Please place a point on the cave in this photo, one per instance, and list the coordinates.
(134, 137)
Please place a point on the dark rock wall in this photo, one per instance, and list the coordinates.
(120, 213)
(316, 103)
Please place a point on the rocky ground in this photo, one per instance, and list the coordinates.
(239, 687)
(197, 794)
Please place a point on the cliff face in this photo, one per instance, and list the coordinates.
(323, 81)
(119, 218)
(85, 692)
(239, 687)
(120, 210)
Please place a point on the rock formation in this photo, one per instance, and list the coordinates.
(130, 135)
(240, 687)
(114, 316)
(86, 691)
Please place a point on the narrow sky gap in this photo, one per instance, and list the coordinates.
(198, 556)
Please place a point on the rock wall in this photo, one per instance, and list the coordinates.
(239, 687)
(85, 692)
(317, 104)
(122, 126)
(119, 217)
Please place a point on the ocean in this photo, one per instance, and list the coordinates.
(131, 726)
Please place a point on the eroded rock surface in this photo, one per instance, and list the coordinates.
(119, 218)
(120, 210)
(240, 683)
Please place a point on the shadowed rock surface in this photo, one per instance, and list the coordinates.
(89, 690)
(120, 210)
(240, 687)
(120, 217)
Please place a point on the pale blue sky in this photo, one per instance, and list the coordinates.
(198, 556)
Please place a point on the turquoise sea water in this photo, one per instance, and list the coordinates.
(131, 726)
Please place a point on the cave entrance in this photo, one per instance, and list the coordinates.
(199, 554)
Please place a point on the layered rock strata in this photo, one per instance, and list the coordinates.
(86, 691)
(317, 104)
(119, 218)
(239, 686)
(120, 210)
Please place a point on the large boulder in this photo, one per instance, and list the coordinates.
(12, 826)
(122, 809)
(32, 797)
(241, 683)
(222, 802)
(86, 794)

....

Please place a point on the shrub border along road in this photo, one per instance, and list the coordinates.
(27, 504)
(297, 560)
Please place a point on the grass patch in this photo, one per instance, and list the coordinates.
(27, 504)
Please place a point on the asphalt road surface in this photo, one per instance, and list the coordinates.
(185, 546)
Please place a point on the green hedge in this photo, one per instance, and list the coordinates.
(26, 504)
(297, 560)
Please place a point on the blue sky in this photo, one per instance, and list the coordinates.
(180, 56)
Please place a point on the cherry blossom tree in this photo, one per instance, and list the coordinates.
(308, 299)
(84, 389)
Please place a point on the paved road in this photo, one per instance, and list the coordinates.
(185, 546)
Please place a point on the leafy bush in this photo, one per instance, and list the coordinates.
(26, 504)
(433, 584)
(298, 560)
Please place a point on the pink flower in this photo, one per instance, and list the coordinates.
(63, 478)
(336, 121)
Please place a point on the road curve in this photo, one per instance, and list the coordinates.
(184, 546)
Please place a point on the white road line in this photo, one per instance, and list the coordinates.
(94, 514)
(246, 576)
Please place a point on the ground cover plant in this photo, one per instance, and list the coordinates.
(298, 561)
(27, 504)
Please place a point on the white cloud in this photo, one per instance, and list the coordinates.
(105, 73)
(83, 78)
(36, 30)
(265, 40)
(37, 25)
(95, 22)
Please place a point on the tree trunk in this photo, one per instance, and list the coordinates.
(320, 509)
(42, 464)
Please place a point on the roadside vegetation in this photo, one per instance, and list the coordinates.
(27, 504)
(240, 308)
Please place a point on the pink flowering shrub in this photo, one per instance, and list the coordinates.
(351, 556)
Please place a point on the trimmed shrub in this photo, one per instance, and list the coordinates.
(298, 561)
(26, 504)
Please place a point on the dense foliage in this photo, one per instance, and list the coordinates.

....

▶ **Assigned task**: Reproducing the whole listing above is not the task. Copy exactly only the lines from the one with "Please place a point on the tree" to the one with "Please place a point on the dense", both kept.

▶ **Answer section**:
Please place a point on the tree trunk in this photo, one per instance, and list the coordinates.
(320, 509)
(42, 464)
Please place a point on the roadside vegetation in this photo, one per instance, and list the coordinates.
(27, 504)
(240, 308)
Please place a point on the pink flowering shrub in this photo, one per instance, and list the coordinates.
(351, 556)
Please place a point on the trimmed shrub in this photo, one per instance, and list the coordinates.
(298, 561)
(26, 504)
Please place a point on the dense foliage in this photo, one per instance, and list the coordinates.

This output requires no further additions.